Movies often ask us to accept impossible (or at least, highly improbable) situations in order to shift us out of our comfort zones and think about why the way things are the way they normally are. The Other Son distinguishes itself by taking on a particularly charged issue with a particularly rare scenario, and it pulls it off through a graceful sense of subtlety and emotional realism.

The movie follows two families, one Israeli, one Palestinian. They have nothing whatsoever to do with one another, until the day that the Israeli parents, Orith and Alon (Emanuelle Devos and Pascal Elbé) discover that their son Joseph (Jules Sitruk) is not biologically related to either of them. They are soon informed that the hospital in which Orith gave birth made a mistake. The infant Joseph was switched with the child of Leïla and Saïd, (Areen Omari and Khalifa Natour), a Palestinian couple, while Orith and Alon have raised that other couple’s son, Yacine, as their own. The two families then both go through separate processes of informing their respective sons of their true origins, and the subsequent identity crises that both Joseph and Yacine (Medhi Dehbi) face.

TASK GOAL: Transcribe the review of The Other Son from "The movie follows" to "(Medhi Dehbi) face.", word for word.

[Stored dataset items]
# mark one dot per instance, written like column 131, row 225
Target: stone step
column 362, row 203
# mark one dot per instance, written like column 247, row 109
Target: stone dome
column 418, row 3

ANSWER SPACE:
The movie follows two families, one Israeli, one Palestinian. They have nothing whatsoever to do with one another, until the day that the Israeli parents, Orith and Alon (Emanuelle Devos and Pascal Elbé) discover that their son Joseph (Jules Sitruk) is not biologically related to either of them. They are soon informed that the hospital in which Orith gave birth made a mistake. The infant Joseph was switched with the child of Leïla and Saïd, (Areen Omari and Khalifa Natour), a Palestinian couple, while Orith and Alon have raised that other couple’s son, Yacine, as their own. The two families then both go through separate processes of informing their respective sons of their true origins, and the subsequent identity crises that both Joseph and Yacine (Medhi Dehbi) face.